**STATED TASK**
Reproduce the listing below word for word, omitting the pictures.
***
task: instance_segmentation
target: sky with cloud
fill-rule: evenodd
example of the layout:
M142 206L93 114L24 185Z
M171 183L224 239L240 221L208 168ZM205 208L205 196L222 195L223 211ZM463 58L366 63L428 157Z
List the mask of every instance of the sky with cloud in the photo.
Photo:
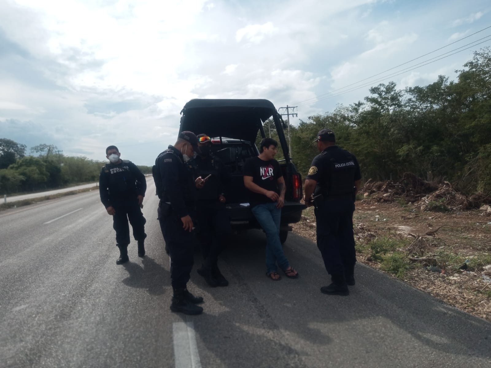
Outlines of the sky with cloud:
M0 0L0 138L151 165L191 99L266 98L306 120L379 82L455 78L491 28L459 40L489 26L488 0Z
***
**FINISHED EXERCISE**
task: instance_segmentation
target: sky with cloud
fill-rule: evenodd
example of the layout:
M142 206L93 114L24 185Z
M171 183L224 239L240 221L208 168ZM205 208L205 196L222 195L223 211ZM463 58L366 63L428 157Z
List the mask of every instance of the sky with cloud in the photo.
Photo:
Outlines of the sky with cloud:
M0 0L0 138L151 165L191 99L266 98L306 120L379 82L455 78L491 28L459 40L489 26L488 0Z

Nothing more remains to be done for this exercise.